* What this task involves:
Print out each record below, unaltered and complete, without its images.
++++ Data section
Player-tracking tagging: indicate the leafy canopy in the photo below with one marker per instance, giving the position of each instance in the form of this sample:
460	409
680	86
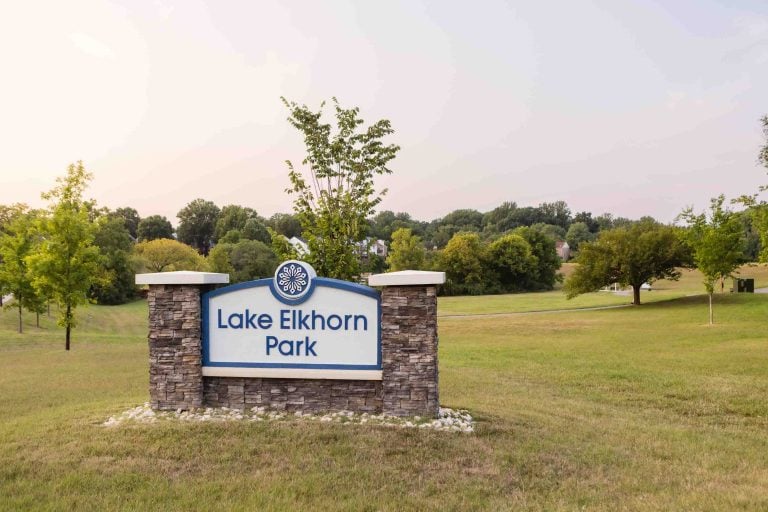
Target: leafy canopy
406	252
335	195
630	256
66	262
164	255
++++++++
* Reply to the task:
Player-tracking tagging: indicate the leafy canopy in the photo below with one marker per instance, giving the position of each instance in the form of this sample:
460	409
680	86
Target: leafy canopy
406	252
335	195
630	256
66	262
164	255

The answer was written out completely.